_TASKS AND EXERCISES_:
a – Translate into Spanish this sentence from the AI monitoring interview: "Models can drift or behave differently over time, so the work doesn't end with initial development."
b – Reproduce the stretch of the AI monitoring interview from "Increasingly, we’re seeing" through "with initial development.".

_TEXT BLOCK_:
Increasingly, we’re seeing clients move from model development to model evaluation and monitoring. It’s not just about building a model that gets good results or passes FDA approval. Once it’s deployed, you need to keep monitoring it to ensure it’s working as it should, especially as you apply it to different settings or patient populations. Models can drift or behave differently over time, so the work doesn’t end with initial development.

C: Why is it so important to keep humans in the loop with these kinds of AI technologies? How does this relate to the ethical considerations that healthcare organizations need to address?

Erik Duhaime: There’s a lot of work being done right now on how to best evaluate and monitor the safety of AI algorithms. One focus is creating something like a "nutritional label" for AI outputs, which would evaluate things like bias and performance across different settings. Another critical aspect is continual monitoring.

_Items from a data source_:
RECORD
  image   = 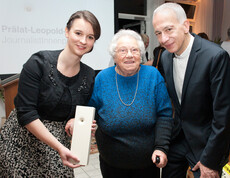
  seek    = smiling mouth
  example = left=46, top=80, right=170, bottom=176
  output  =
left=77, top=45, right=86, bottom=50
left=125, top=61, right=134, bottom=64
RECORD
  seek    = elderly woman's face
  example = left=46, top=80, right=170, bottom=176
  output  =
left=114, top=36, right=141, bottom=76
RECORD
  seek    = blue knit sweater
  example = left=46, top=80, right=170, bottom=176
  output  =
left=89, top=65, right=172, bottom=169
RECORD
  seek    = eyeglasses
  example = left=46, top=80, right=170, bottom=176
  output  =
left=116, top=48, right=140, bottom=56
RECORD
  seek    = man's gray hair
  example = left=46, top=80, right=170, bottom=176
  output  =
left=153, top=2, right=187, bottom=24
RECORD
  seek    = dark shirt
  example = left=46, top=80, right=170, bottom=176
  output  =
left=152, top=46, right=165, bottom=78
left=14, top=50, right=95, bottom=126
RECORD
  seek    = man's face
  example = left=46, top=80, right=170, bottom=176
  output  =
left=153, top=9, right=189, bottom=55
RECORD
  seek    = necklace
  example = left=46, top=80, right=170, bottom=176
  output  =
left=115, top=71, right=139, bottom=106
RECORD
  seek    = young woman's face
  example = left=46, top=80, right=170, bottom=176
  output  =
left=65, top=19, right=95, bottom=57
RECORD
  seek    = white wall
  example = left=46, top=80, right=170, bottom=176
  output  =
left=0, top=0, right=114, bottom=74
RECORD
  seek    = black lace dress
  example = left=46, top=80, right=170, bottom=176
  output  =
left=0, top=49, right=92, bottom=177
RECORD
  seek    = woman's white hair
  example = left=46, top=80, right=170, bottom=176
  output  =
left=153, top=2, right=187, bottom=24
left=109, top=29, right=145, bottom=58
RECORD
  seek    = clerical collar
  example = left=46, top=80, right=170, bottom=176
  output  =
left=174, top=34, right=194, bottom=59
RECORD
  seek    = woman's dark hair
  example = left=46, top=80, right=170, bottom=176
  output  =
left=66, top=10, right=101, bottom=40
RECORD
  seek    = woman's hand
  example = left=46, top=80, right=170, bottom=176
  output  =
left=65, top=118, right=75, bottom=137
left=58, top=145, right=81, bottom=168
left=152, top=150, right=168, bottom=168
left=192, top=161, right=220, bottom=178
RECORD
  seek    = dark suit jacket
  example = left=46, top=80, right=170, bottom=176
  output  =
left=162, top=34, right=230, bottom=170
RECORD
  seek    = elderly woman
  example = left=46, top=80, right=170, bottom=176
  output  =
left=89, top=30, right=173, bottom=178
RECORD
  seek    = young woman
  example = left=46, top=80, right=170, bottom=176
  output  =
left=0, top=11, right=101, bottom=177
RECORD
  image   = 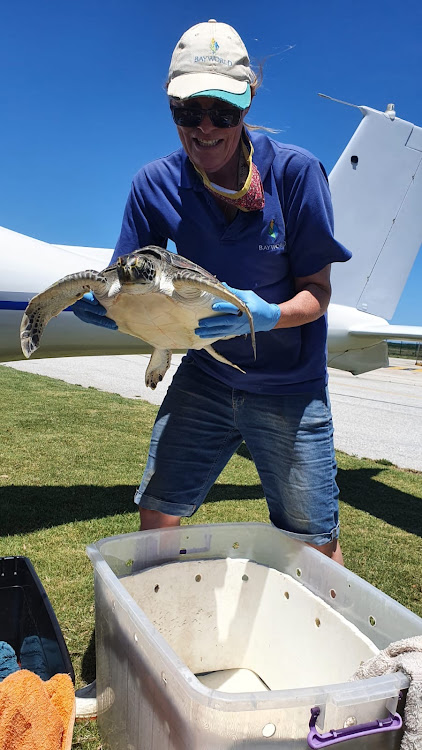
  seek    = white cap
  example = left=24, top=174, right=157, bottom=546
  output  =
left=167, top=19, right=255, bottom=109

--

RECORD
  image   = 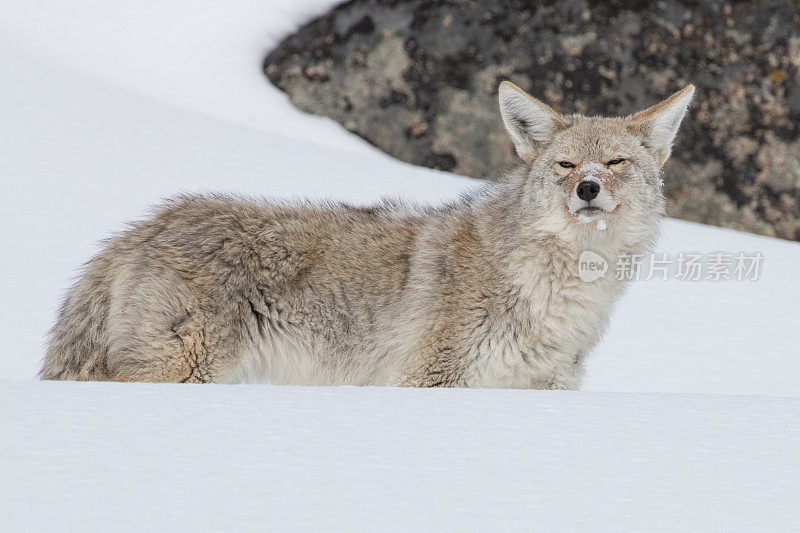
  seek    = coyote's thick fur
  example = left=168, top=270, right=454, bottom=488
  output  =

==

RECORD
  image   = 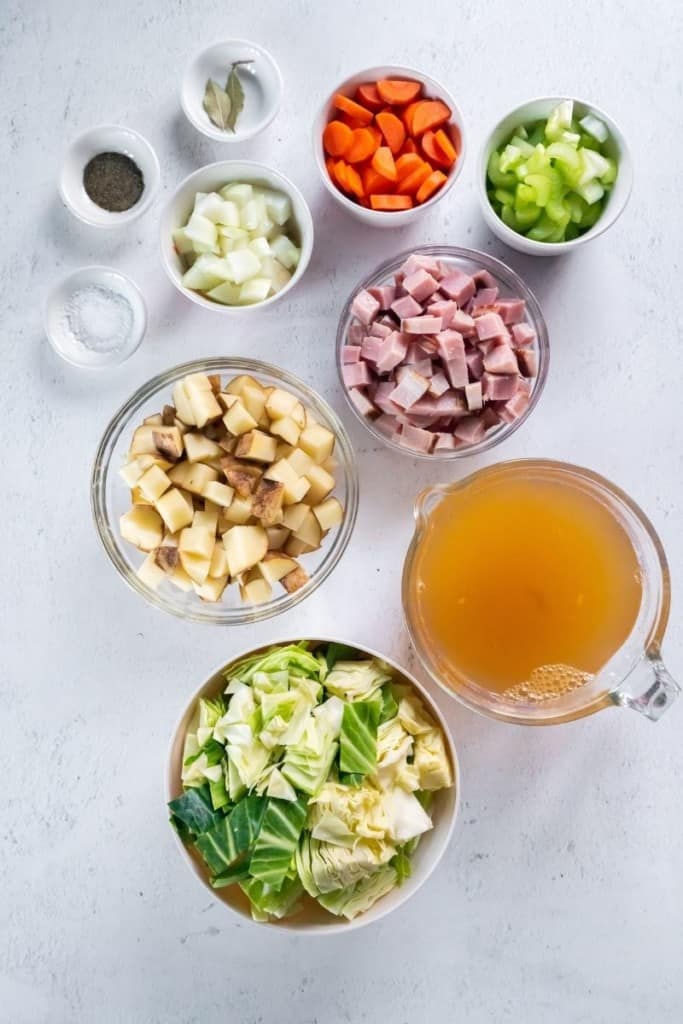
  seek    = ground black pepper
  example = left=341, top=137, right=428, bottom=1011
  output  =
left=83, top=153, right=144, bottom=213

_SOLUTIONS_:
a – Los modelos pueden desviarse o comportarse de manera diferente con el tiempo, por lo que el trabajo no termina con el desarrollo inicial.

b –
Increasingly, we’re seeing clients move from model development to model evaluation and monitoring. It’s not just about building a model that gets good results or passes FDA approval. Once it’s deployed, you need to keep monitoring it to ensure it’s working as it should, especially as you apply it to different settings or patient populations. Models can drift or behave differently over time, so the work doesn’t end with initial development.